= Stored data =

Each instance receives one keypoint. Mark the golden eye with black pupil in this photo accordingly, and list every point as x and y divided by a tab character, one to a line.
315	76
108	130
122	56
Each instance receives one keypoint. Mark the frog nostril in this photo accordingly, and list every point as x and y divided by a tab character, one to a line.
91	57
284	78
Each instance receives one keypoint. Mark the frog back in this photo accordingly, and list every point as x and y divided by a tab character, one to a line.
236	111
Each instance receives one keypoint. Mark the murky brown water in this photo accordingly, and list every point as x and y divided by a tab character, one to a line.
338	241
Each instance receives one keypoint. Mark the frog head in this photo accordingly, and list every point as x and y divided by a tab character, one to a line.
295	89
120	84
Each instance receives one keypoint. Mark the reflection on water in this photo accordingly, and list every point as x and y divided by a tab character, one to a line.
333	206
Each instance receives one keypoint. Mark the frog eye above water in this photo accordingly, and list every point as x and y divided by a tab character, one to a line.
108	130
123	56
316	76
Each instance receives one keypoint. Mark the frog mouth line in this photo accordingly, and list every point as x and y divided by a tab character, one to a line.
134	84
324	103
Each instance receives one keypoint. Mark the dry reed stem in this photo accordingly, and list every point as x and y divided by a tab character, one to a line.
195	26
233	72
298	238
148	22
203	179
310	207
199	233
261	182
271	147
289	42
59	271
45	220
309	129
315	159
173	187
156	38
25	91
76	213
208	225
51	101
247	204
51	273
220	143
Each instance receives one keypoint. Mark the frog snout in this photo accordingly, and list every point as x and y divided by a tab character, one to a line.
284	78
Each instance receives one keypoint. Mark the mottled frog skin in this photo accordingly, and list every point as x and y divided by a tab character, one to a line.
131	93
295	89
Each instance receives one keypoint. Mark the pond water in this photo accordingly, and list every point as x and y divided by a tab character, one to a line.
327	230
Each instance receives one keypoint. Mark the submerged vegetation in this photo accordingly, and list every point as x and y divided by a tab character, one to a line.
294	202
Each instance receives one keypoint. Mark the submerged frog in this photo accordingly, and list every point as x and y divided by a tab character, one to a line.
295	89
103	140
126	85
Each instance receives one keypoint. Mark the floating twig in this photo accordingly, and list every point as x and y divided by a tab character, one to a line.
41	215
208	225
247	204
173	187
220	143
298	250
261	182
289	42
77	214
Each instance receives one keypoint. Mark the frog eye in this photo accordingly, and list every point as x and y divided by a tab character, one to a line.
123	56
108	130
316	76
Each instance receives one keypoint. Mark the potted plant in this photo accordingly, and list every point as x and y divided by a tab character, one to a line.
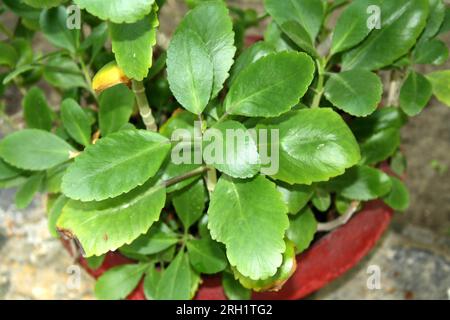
209	168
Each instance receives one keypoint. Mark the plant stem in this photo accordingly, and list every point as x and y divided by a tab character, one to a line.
185	176
6	31
144	107
328	226
87	77
320	81
394	84
211	180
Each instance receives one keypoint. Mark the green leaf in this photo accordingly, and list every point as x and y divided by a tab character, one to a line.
189	203
115	165
282	79
398	198
314	145
8	55
276	38
179	120
175	282
118	282
380	146
116	106
385	118
44	3
132	44
252	54
308	13
54	213
25	194
445	27
351	27
17	72
211	22
398	163
440	81
34	149
299	36
361	183
233	289
53	24
402	23
54	178
76	121
117	11
190	70
431	52
7	171
254	210
96	40
95	262
21	9
37	113
295	196
415	93
321	200
357	92
342	204
277	281
159	238
63	73
302	228
24	51
94	224
206	256
229	147
435	19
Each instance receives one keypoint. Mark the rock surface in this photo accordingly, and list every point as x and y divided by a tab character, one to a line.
414	263
33	265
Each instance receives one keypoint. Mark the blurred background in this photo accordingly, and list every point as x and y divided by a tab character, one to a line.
414	255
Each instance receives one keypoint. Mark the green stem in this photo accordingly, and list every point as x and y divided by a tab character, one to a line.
6	31
87	76
211	179
185	176
223	118
320	82
144	107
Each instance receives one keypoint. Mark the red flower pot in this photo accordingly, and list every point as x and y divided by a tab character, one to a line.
326	260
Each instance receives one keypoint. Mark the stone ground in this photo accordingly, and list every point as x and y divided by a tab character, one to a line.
413	257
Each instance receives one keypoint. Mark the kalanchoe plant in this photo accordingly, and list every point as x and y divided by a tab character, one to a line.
105	157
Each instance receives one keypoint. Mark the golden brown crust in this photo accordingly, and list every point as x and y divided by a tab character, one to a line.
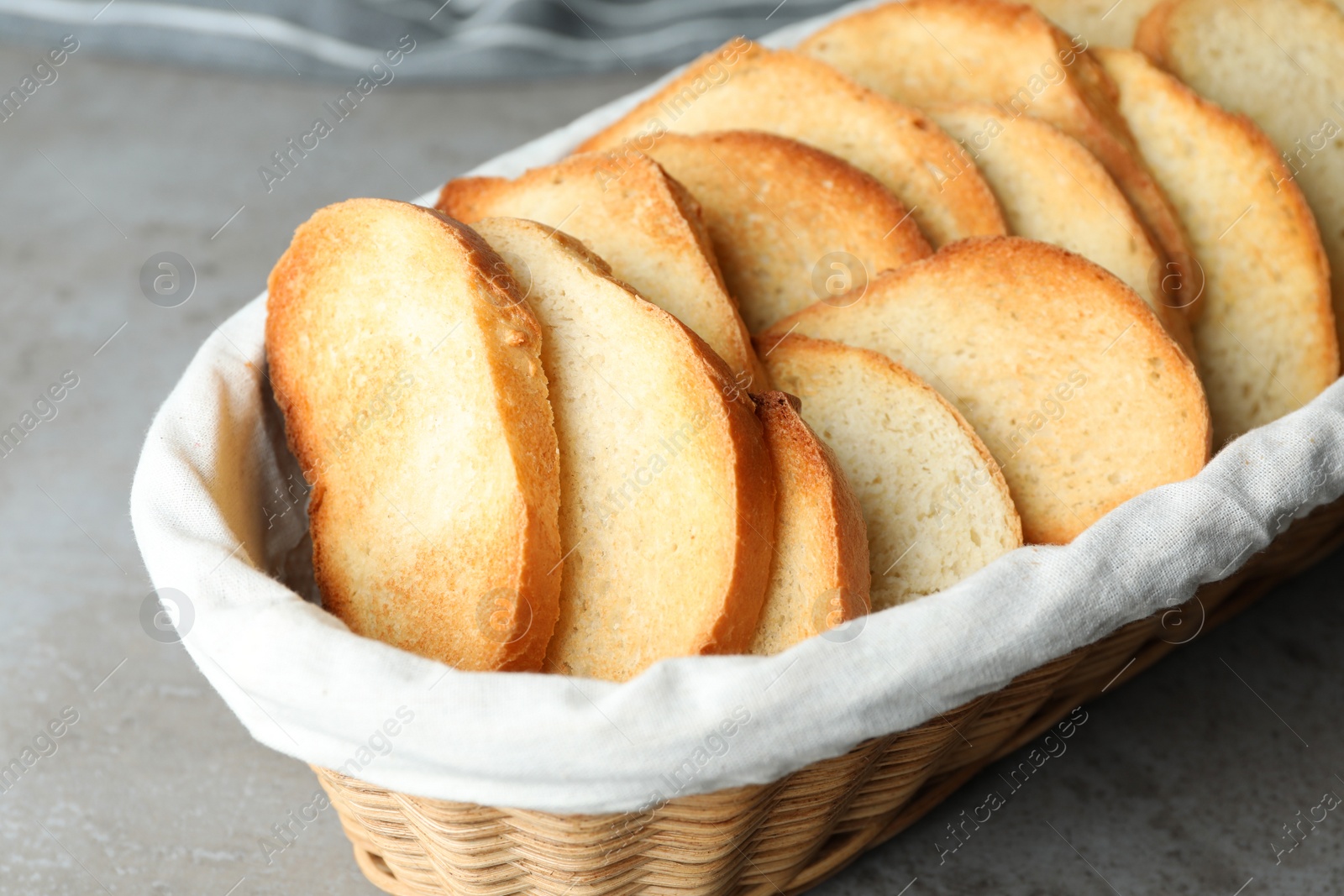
774	207
1256	308
1048	311
642	222
1012	45
793	96
831	532
777	336
1151	35
333	367
743	492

= HOW TO COMPLETE THIS TASK =
Every record above must be given again exactly; drop the pictures.

= PROBLEM SOLUTION =
Each instance receives one keypoint. Mark the golden eye with black pupil in this photo accordingly, and list every point as x and y divided by a tab character, one to a line.
315	76
108	130
122	56
Each instance receives one keypoint. Mark the frog nostril in this photo accordingly, and list every point as x and y divided by a tab character, one to a line.
91	57
284	78
Each instance receives one keypoint. Mark the frog back in this photo accordingly, and list every point as x and y divided by a tab character, one to a line.
236	111
Each instance receives one keypoint. Mark the murky brown water in this photo accordingly, and list every point as x and y divided by a tab character, one to a line.
338	241
Each instance receives one keypoint. Mark the frog head in this photo accordingly, and list every point as x and y divided by a tab character, one to a line.
295	89
120	84
Each instance receives one keypoint. Mark the reflection on water in this photo accordingly, and list every point as x and y divided by a tab character, one to a line.
333	206
Each instance receives one keypoint. Mark the frog eye above water in this photo accordingly, and list every point as x and y divided by a tab character, one to a line.
108	130
123	56
316	76
Each instance receives one keypoint. Mark the frog mouth line in this photo accordingly, and list every point as x and y divided by a tab character, one to a line.
134	84
324	103
Each instance receives one keypoint. Mark the dry reed stem in this photo accordingly, and list every point as x and y divided by a tab character, one to a line.
195	26
233	72
298	238
148	22
203	179
310	207
199	233
261	182
271	147
289	42
59	271
45	220
309	129
315	159
173	187
156	38
25	91
76	213
208	225
51	101
247	204
51	273
220	143
Each instance receives one keypoint. Mark the frog snout in this photo accordingly, and list every point as x and y divided by a tab character, one to a line.
284	78
Each instance receives one keypoint. Mark the mottled frog skin in this photo accordingly, and list every point as x and y divided by a tab character, one to a line.
131	93
295	89
Each instance receives one keypoint. Mark the pond water in this photo accordingly, and list every point as x and y divided by a tab character, one to a line.
327	230
Each instance receives one keypoint. Mark the submerged vegetation in this photo accordingly, and list every point as x and y divided by a tab character, one to a line.
294	202
Each instance receives one keypoint. Mark the submerged frog in this photo accordingly, and list every point as x and y divided by a tab character, one to a line.
295	89
103	140
126	85
Each instance receives one keypoint. Mark the floating twig in this photo accordingly, and list every point as x and y divided by a tab character, one to a line.
41	215
208	225
247	204
173	187
220	143
298	250
261	182
289	42
77	214
Each instance receives one keypoint. Mark the frog eye in this photo accordingly, and list every point as x and y divided by a tab character, one to a line.
123	56
108	130
316	76
Each instance receives one keypoint. Mark the potted plant in this photo accordingly, and list every point as x and y divided by a tab character, one to a line.
209	168
Each instance receives one keypoint. Mark the plant stem in this photo accordingly, and list every point as x and y divided by a tab character, one to a line.
185	176
6	31
144	107
328	226
87	77
320	81
394	84
211	180
Each instance receives one keypoint. Mark the green leaf in this photo accordingly, and list every point as x and y divided by a tab character, one to a line.
189	203
115	165
282	79
398	198
314	145
8	55
276	38
179	120
175	282
118	282
380	146
116	106
385	118
44	3
132	44
252	54
308	13
54	213
25	194
445	27
351	27
17	72
211	22
398	163
440	81
34	149
299	36
361	183
233	289
53	24
402	23
54	178
76	121
117	11
190	70
431	52
7	171
254	210
96	40
95	262
21	9
37	113
295	196
415	93
321	200
357	92
342	204
277	281
159	238
63	73
302	228
24	51
94	224
206	256
229	147
435	19
Each instance receives one keypoint. Mark the rock surface in this photo accordingly, and list every point as x and y divided by a tab character, one to a line.
414	263
33	265
Each instance receives one keypoint. Mark the blurred background in this photo accordingly, and list every point as x and y divided by a tab character, one to a line.
414	255
Each instance receives one keypoint. Mark the green stem in this photo accordingly, and list every point as x and y divided by a tab character, one to a line.
6	31
87	76
211	179
185	176
223	118
320	82
144	107
Each instance receives one keypoint. Mark the red flower pot in this photo accordingly, and list every point as x and y divided by a tab character, one to a line.
326	260
Each instance receives one keypoint. Mark the stone ground in this photo accordingly, and list every point as x and y divided by a tab character, one to a line.
413	257
Each instance receives one keypoint. Mark the kalanchoe plant in this photo accordingly, and list every point as x and y divided by a tab character, one to a line.
105	157
Each instance receives one keypoint. Mark the golden brown crust in this photo accordingly, and list every point as x and y divided by a tab character, one to a line.
774	207
1256	308
1048	311
642	222
1012	45
793	96
831	532
777	336
1151	35
333	367
743	492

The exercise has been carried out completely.